- **Records provided**
..........

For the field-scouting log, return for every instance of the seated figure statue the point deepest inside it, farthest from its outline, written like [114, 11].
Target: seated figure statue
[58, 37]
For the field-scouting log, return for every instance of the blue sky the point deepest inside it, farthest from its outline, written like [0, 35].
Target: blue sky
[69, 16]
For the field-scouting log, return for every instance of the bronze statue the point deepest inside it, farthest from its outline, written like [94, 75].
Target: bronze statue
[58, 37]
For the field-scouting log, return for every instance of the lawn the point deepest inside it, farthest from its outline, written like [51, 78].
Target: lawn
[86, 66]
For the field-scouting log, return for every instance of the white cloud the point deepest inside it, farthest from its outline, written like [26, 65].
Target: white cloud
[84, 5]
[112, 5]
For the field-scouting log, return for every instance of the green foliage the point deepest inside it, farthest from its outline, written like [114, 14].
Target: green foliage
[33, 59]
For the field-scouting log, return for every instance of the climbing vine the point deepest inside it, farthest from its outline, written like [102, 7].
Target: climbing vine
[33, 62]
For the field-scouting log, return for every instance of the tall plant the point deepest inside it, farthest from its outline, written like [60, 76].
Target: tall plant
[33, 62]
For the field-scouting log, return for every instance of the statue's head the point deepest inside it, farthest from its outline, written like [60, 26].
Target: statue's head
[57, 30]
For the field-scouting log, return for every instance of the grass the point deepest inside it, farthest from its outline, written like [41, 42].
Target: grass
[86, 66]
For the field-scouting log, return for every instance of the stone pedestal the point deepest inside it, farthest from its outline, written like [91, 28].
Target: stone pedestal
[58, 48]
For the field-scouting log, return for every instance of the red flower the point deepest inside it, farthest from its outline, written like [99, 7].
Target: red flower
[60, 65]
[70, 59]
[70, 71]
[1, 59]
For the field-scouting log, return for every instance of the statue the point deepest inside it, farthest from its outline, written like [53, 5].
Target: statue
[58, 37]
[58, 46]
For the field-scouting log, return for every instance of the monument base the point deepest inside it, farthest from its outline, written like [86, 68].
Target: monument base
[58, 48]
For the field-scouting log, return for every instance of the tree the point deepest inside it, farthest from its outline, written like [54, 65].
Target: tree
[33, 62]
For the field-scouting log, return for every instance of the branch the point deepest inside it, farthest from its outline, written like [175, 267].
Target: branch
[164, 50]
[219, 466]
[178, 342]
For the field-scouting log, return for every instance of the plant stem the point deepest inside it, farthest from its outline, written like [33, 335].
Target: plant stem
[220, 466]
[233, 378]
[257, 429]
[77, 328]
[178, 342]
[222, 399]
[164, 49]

..........

- **What you have to do**
Reproduce the rows from the line containing "like [175, 267]." up to and including the final line of the rows, renaming "plant stem" to "stalk" and changing nothing else.

- **Result**
For the field-scouting log, return for every instance of the branch the point deepest inside it, farthest from its outline, written like [175, 267].
Target: branch
[164, 50]
[219, 466]
[178, 342]
For the field-scouting log, return for every instance of the stalk the point deepest inside it, farthest from its outline, written like [33, 335].
Target: stalk
[220, 466]
[233, 378]
[257, 429]
[77, 328]
[178, 342]
[222, 399]
[164, 49]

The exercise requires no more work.